◆ **Job**
Identify every line in the listing below that contains the string "collar", matching case exactly, and copy each such line.

[Coordinate labeling data]
************

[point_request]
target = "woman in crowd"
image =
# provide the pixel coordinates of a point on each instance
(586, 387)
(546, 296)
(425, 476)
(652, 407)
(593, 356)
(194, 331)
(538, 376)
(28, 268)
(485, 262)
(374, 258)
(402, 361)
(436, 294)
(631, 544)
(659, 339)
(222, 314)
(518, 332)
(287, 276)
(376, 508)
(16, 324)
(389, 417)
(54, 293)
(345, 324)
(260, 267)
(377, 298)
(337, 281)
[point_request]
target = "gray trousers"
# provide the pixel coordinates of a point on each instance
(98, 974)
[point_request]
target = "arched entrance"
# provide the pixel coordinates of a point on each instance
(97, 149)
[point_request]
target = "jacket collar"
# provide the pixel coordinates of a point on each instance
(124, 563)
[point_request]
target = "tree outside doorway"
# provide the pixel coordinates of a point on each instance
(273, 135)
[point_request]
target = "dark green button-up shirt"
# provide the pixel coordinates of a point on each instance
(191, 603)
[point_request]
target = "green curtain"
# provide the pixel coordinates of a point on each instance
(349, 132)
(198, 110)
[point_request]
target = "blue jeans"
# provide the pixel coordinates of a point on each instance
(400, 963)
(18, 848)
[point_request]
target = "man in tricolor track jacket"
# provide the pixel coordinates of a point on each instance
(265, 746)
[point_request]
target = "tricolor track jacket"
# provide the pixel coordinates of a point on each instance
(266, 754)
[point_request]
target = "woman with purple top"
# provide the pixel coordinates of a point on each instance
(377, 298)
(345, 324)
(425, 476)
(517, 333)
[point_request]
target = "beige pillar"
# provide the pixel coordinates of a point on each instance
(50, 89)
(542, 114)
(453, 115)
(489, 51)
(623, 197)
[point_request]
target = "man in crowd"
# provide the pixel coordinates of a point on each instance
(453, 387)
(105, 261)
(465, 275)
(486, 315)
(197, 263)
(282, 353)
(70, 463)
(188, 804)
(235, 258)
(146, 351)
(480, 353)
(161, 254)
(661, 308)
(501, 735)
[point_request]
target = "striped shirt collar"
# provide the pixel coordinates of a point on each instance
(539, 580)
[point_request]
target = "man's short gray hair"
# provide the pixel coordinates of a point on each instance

************

◆ **Exercise answer**
target = "jacket collar"
target = "striped shirt collar"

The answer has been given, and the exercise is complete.